- _TEXT PROVIDED_:
UFC 192 Live Play by Play and Updates: Cormier vs. Gustafsson

UFC light-heavyweight champion Daniel Cormier lands a punch against challenger Alexander Gustafsson during their bout at UFC 192 in Houston on Saturday night.

UFC light-heavyweight champion Daniel Cormier lands a punch against challenger Alexander Gustafsson during their bout at UFC 192 in Houston on Saturday night.

(Juan DeLeon / Associated Press)

UFC 192 takes place Saturday night from Houston, Texas. The card is headlined by a UFC light heavyweight title fight between champion Daniel Cormier and challenger Alexander Gustafsson. The winner will likely have to deal with Jon Jones, the pound for pound king stripped of the title following a hit and run. In the co-main event, Rashad Evans fights for the first time since 2013 against Ryan Bader, winner of four straight.

In preliminary action, Derrick Lewis struggled early against Viktor Pesta but came back strong to score a third round TKO win. Sergio Pettis survived late peril against Chris Cariaso and picked up a unanimous decision victory. Finally, 19-year-old super prospect Sage Northcutt destroyed Francisco Trevino in 57 seconds with strikes.

Rose Namajunas vs. Angela Hill

The affable Namajunas burst onto the scene by making it to the finals of the Ultimate Fighter tournament to crown an inaugural UFC women’s strawweight champion. This is her first fight since her setback in that contest to Carla Esparza. Hill is a bit of a soft touch as an opponent, 1-1 in the UFC with a first round loss in the same tournament Namajunas excelled in.

Round 1. Namajunas comes out swinging with hooks. The fighters clinch and Hill looks for a takedown that is defended. Hill uses a nice knee and then separates. Hill is relying more on straight punches while Namajunas prefers looping shots. Namajunas ducks down quickly and scores a takedown. She lands in half guard position and then Hill gets full guard. Hill tries to stand up but in the process Namajunas takes her back and locks in a rear naked choke. Hill fights it from the standing position but the choke is locked in extremely tight and that’s a wrap.


Winner: Rose Namajunas, submission, round 1.

Hill fought well but made one big mistake and Namajunas capitalized nicely. Namajunas needed that sort of emphatic win to reestablish herself in a deepening division.

Adriano Martins vs. Islam Makhachev

Martins, a well rounded Brazilian veteran, is 3-1 thus far in the UFC against generally high quality opposition. Makhachev is a dangerous and undefeated Russian sambo world champion who won his UFC debut via submission. This is an excellent challenge for both men.

Round 1. Makhachev moves in swinging wildly with power punches. Martins is for the most part extremely successful avoiding those punches. He then floors Makhachev with a precise counterhook and the referee steps in.

Winner: Adriano Martins, TKO, round 1.

That was a phenomenal performance by Martins. He was dodging all the offense from an excellent undefeated fighter and then he just took him out with one clean shot. Martins is ready for some of the best fighters in his division.

Alan Jouban vs. Albert Tumenov

Jouban and Tumenov have similar profiles: each is 3-1 in the UFC and relies principally on knockout striking. Tumenov, the Russian, is a betting favorite.

- _WORK TO COMPLETE_:
#1 From the UFC 192 coverage, copy word for word the passage starting at "Round 1. Makhachev" and ending at "in his division.".
#2 Write the next part of the UFC 192 fight coverage, picking up right after its last sentence.

- _RECORD LIST_:

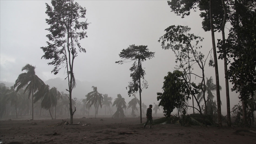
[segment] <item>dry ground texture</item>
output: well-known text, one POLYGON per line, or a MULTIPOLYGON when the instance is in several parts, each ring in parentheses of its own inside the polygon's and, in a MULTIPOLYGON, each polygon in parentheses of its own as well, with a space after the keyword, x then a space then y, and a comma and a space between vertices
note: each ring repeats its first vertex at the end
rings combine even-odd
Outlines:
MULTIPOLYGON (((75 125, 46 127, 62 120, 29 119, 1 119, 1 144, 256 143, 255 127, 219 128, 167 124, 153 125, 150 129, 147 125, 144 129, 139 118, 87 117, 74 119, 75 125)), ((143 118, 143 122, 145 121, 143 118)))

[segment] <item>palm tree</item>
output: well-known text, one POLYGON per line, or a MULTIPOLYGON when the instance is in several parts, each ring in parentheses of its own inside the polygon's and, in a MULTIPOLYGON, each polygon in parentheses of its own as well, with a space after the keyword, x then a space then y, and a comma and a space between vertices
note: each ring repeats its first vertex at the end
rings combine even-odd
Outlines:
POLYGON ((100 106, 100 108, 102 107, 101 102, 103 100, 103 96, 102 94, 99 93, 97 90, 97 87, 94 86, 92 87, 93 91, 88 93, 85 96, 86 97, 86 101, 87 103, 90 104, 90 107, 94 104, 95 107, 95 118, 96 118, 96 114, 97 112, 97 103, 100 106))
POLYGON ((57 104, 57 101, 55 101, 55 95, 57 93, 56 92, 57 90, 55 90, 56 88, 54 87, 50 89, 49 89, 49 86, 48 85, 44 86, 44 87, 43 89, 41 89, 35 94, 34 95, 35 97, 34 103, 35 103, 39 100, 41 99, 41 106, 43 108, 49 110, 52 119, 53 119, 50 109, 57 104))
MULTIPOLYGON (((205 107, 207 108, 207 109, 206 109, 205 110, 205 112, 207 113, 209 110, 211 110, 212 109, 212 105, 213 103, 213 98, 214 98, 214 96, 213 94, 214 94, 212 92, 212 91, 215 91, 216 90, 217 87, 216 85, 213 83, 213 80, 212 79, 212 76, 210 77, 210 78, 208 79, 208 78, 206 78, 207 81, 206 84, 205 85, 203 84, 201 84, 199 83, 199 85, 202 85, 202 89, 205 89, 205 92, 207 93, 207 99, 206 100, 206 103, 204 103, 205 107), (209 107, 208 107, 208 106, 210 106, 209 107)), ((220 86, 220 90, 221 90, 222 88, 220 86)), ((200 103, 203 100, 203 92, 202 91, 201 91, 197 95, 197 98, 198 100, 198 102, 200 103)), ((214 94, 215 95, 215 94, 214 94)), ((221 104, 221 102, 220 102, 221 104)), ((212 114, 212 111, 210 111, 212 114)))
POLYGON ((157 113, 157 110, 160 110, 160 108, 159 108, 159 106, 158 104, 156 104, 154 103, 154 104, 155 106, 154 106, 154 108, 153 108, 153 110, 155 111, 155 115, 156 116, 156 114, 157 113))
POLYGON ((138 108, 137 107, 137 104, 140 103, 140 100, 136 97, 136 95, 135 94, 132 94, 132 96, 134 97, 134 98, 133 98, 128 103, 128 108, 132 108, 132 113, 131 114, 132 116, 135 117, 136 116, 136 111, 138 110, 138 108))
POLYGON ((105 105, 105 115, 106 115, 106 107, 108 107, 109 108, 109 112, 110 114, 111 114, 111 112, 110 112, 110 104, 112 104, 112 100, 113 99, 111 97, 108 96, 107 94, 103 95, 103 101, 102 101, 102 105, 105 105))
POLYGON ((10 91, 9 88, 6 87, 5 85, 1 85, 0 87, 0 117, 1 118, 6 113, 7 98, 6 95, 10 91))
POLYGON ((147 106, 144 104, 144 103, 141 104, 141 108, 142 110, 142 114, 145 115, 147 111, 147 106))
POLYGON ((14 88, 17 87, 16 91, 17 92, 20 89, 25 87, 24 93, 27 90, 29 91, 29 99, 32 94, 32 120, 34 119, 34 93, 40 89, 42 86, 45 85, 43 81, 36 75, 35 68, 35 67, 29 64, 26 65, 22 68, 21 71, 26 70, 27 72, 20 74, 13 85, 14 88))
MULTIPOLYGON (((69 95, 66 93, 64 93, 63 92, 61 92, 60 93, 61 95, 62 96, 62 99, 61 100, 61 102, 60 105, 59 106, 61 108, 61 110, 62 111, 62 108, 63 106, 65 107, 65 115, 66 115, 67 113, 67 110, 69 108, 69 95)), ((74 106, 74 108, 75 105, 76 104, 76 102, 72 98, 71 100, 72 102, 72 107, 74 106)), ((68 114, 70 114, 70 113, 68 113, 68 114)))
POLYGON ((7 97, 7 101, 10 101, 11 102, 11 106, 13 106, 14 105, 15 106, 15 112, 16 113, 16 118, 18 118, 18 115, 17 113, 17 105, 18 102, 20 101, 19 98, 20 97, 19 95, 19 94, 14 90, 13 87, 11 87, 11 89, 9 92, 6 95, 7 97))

- _EXPECTED ANSWERS_:
#1
Round 1. Makhachev moves in swinging wildly with power punches. Martins is for the most part extremely successful avoiding those punches. He then floors Makhachev with a precise counterhook and the referee steps in.

Winner: Adriano Martins, TKO, round 1.

That was a phenomenal performance by Martins. He was dodging all the offense from an excellent undefeated fighter and then he just took him out with one clean shot. Martins is ready for some of the best fighters in his division.

#2
Round 1. Jouban comes in but gets countered with a few clean straight punches that back him off. A confident Tumenov then starts to walk Jouban down, mixing crisp punches with leg kicks. Jouban is getting in the occasional counter of his own but Tumenov is getting the best of the early exchanges. Tumenov hurts Jouban with a head kick and swarms with punches. Jouban goes down and the referee stops the fight. Jouban protests and tries to show that he’s fine but he wobbles in the process.

Winner: Albert Tumenov, TKO, round 1.

That was another impressive finish on a night that’s quickly filling up with them. Jouban is a good striker in his own right but Tumenov was on a higher level and he made quick work of his opponent.

Yair Rodriguez vs. Daniel Hooker

Rodriguez won the featherweight Ultimate Fighter Latin America tournament and is being groomed to be a Mexican star as the UFC looks to break into that market. He has a 5-1 career record. Hooker is 2-1 in the UFC and coming off a head kick knockout of one time featherweight star Hatsu Hioki.

Round 1. After a series of fights that started off quickly, this one starts off slow. Neither man is throwing much and mostly just circling. Rodriguez throws the first big attempt of the fight with a leaping tornado kick. Hooker catches a kick and goes for a takedown. It is instead Rodriguez who gets the takedown and quickly moves into mount. Hooker gets out of that and returns to the feet. 10-9 Rodriguez.

Round 2. Rodriguez throws Hooker down briefly in the middle of an exchange. Rodriguez then cracks Hooker with a spinning elbow to the head, the best blow of the fight thus far. Hooker clinches and looks for a takedown. Hooker gets Rodriguez down against the cage but Rodriguez attacks the leg and then gets right back up. Rodriguez lands a head kick that is partially blocked on the feet. Rodriguez catches Hooker with a hook and then a head kick. He is controlling the standup as the fight progresses. Hooker comes in with a straight left hand and then a knee to the body in the clinch. He follows with another straight let hand, his best string of offense in the fight by far. Rodriguez gets a takedown at the close of the round. 10-9 Rodriguez.

Round 3. Hooker presses the action in the third, likely knowing he is behind. He is throwing mostly looping punches but few are landing. The fighters go to the ground, where Hooker takes top position. Rodriguez has Hooker’s leg trapped but isn’t able to do anything with it. Hooker is aggressive landing punches and elbows from the top. Hooker continues to land light punches but isn’t doing much damage. The fight is stood up with less than a minute remaining. Hooker is bleeding above both eyes. 10-9 Hooker, 29-28 Rodriguez. Easy fight to score.

Winner: Yair Rodriguez, unanimous decision (30-27, 30-27, 30-26).

Solid win for Rodriguez, albeit one that won’t gain him much traction on a night when most everyone has looked more impressive in victory. He did his best work early and was never in any trouble throughout.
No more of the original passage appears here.